#### [PROMPT]
Using the records below, give the number of lines where the string "chimney" shows up. Add nothing to it.

════════

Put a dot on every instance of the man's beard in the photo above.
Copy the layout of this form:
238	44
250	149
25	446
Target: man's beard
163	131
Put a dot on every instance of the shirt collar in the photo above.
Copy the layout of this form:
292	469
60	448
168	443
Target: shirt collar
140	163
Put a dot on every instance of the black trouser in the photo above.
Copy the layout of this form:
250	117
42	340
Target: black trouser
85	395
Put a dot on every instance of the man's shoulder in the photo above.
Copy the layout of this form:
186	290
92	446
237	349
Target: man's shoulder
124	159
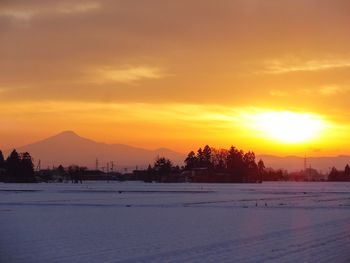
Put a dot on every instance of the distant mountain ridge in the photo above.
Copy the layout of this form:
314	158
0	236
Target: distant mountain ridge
68	148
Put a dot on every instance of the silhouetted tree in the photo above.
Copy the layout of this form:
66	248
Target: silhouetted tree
347	173
163	165
200	157
13	167
191	160
334	175
219	158
206	162
2	160
261	170
27	168
235	164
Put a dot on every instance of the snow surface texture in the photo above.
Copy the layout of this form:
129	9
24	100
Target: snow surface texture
139	222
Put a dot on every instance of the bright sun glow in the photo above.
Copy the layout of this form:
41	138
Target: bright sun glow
289	127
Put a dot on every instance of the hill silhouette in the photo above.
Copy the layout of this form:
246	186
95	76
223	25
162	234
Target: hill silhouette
68	148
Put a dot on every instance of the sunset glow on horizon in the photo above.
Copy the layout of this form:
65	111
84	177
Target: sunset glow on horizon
267	76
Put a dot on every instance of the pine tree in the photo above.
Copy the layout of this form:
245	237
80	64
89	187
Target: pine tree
2	160
13	167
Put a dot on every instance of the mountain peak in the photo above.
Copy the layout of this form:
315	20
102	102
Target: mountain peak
68	133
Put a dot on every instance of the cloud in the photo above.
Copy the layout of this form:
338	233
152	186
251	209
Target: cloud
282	66
26	12
332	90
128	75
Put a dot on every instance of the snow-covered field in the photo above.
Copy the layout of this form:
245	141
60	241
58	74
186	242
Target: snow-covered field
138	222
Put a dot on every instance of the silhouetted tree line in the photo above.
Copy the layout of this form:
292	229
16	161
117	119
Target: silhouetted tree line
17	168
224	165
339	176
207	165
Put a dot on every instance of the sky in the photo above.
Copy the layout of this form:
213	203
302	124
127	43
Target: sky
178	74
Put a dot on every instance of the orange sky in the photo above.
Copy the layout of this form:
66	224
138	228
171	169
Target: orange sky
176	74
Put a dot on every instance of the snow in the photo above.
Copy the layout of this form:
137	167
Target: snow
140	222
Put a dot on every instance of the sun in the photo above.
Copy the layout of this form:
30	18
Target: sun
289	127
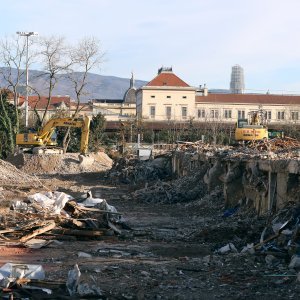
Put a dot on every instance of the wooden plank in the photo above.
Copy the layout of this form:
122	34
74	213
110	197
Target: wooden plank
46	226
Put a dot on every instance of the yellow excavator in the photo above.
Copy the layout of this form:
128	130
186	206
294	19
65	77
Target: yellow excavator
45	138
253	128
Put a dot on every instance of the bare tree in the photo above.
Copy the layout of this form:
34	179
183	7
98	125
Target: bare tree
54	57
85	56
12	56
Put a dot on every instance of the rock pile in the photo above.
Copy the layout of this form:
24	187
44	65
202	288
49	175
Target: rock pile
11	176
60	163
183	189
134	171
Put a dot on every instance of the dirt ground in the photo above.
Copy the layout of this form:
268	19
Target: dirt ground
167	252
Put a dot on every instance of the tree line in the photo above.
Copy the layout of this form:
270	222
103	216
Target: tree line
55	56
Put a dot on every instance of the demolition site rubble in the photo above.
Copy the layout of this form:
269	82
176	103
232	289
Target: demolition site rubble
198	222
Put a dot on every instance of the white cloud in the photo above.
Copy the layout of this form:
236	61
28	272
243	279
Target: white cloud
201	39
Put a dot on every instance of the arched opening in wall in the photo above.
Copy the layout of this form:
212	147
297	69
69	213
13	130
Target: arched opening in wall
293	188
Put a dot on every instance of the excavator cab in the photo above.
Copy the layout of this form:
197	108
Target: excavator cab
46	137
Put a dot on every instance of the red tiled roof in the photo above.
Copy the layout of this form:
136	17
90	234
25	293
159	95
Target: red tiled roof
42	102
249	99
167	79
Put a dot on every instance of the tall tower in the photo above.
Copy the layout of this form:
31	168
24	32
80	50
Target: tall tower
237	84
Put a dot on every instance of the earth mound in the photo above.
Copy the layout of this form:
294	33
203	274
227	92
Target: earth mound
68	163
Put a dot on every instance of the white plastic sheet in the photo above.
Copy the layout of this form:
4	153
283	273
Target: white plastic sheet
22	271
53	201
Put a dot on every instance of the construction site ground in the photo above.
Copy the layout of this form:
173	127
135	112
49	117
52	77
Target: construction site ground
168	251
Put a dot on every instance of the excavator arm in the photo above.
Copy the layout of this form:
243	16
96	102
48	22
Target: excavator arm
43	137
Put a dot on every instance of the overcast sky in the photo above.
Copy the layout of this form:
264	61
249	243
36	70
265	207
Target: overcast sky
200	39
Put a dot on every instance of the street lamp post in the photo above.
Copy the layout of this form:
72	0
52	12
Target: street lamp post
27	35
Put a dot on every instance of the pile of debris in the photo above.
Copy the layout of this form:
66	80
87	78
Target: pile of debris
276	145
11	176
134	171
55	216
68	163
186	188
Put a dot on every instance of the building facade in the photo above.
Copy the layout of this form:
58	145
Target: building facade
166	97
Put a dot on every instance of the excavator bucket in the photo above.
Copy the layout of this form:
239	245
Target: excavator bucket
85	160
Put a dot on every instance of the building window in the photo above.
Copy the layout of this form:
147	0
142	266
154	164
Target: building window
168	112
227	113
295	115
152	112
268	115
241	114
184	112
201	113
280	115
214	113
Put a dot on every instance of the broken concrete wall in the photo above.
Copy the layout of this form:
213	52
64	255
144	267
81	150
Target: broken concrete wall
264	184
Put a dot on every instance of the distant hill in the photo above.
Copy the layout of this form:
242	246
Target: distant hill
220	91
99	86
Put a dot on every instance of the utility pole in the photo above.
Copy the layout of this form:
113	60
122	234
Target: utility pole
27	35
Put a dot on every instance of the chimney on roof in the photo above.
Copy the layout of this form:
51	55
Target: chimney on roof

════════

#### [WRITTEN SOLUTION]
2